begin MATERIAL FOR THIS TASK

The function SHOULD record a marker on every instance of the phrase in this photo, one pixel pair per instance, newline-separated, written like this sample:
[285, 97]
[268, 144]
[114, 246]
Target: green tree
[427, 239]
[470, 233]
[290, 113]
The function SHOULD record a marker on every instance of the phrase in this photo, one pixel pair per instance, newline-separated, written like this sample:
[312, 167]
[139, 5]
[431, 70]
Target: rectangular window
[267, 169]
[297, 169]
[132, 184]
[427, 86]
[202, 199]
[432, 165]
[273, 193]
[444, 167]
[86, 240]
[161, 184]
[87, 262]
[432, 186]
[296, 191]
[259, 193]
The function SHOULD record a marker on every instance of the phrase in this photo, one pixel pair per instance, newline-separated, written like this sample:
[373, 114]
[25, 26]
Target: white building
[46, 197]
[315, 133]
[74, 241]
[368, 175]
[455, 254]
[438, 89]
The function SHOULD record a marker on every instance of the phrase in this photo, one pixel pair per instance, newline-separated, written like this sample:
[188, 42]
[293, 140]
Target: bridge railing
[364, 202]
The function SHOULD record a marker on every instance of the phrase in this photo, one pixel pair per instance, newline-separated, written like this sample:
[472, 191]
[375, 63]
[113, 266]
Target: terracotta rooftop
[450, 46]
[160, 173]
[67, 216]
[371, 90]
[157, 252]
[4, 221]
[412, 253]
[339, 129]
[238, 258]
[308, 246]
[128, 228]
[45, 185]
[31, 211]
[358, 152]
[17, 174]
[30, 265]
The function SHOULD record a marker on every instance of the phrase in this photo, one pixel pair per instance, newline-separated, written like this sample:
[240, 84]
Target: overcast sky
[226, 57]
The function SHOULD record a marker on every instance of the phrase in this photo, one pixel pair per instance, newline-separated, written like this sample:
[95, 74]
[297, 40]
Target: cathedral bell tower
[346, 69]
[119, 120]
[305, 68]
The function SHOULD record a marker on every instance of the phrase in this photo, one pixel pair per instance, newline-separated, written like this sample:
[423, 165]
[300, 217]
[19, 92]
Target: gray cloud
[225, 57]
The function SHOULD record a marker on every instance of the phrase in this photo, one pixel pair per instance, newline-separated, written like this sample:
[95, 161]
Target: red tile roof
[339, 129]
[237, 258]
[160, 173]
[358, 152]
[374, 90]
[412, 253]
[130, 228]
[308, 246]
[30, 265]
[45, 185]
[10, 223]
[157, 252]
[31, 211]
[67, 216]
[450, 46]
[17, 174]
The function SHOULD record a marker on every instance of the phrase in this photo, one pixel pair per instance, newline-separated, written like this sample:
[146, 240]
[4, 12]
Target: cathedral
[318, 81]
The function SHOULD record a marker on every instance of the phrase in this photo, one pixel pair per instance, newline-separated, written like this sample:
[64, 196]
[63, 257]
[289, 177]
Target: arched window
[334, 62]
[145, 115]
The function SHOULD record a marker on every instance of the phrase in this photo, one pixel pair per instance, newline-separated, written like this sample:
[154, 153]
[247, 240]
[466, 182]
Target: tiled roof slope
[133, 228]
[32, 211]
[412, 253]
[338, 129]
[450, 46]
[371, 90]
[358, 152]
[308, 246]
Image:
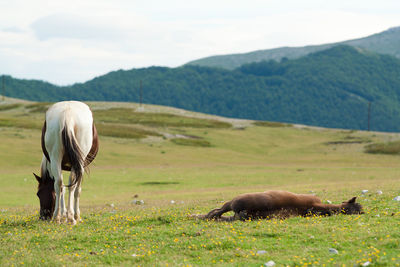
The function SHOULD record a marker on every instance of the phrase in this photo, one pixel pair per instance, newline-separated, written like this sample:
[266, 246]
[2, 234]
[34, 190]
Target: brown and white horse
[282, 203]
[69, 143]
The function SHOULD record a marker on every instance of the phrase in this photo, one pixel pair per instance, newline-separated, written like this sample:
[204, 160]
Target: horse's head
[46, 196]
[351, 207]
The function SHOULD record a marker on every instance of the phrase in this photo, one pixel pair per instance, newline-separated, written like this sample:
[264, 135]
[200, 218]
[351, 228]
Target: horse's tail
[216, 213]
[73, 152]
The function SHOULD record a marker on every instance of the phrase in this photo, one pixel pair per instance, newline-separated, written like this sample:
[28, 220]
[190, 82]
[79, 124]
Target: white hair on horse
[70, 143]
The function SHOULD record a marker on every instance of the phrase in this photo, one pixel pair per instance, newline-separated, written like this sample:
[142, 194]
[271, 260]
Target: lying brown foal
[271, 203]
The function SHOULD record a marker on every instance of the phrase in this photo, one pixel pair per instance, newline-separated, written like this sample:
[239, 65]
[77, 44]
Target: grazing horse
[269, 203]
[70, 143]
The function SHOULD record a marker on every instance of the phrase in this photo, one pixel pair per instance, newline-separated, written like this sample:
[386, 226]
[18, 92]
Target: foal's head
[46, 196]
[351, 207]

end MATERIAL FOR THIS TASK

TASK DIRECTIONS – Gather every line of the data above that contains the word "brown".

EXERCISE RESPONSE –
Target: brown and white horse
Target: lying brown foal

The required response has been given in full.